AVAILABLE DATA |
┏━━
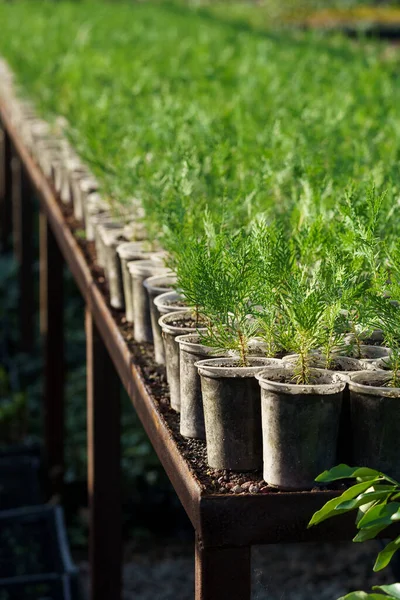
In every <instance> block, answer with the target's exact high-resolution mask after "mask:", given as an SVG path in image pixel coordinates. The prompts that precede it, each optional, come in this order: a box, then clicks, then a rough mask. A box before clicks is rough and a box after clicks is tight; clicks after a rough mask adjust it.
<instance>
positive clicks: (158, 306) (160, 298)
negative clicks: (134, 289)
mask: <svg viewBox="0 0 400 600" xmlns="http://www.w3.org/2000/svg"><path fill="white" fill-rule="evenodd" d="M154 304H155V306H156V308H157V310H158V312H159V313H160V316H162V315H167V314H168V313H170V312H180V311H182V310H187V309H188V308H189V307H188V306H187V304H186V303H185V298H184V296H183V295H182V294H180V293H179V292H165V293H164V294H161V295H160V296H156V298H155V299H154Z"/></svg>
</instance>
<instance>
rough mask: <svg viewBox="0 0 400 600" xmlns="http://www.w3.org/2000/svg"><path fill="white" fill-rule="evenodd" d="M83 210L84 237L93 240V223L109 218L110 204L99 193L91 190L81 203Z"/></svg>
┗━━
TASK DETAILS | Each entry should be copied exactly as written, though any pictures stay out.

EXERCISE RESULT |
In every <instance> block, answer with the target's exact high-resolution mask after "mask:", given as an SVG path in image pixel coordinates. The prompts that precede it, each optional, come in this order: a box, then clicks, then a rough mask. A box before clicks is rough and a box after clicks is tight; clicks after a rough mask adjust it.
<instance>
positive clicks: (158, 306) (160, 298)
negative clicks: (134, 289)
mask: <svg viewBox="0 0 400 600" xmlns="http://www.w3.org/2000/svg"><path fill="white" fill-rule="evenodd" d="M154 304H155V306H156V308H157V310H158V312H159V313H160V316H162V315H167V314H168V313H170V312H180V311H182V310H187V309H188V308H189V307H188V306H187V304H186V303H185V298H184V296H183V295H182V294H180V293H179V292H165V293H164V294H161V295H160V296H156V298H155V299H154Z"/></svg>
</instance>
<instance>
rough mask: <svg viewBox="0 0 400 600" xmlns="http://www.w3.org/2000/svg"><path fill="white" fill-rule="evenodd" d="M83 210L84 237L93 240V223L109 218L110 204L99 193L91 190L81 203Z"/></svg>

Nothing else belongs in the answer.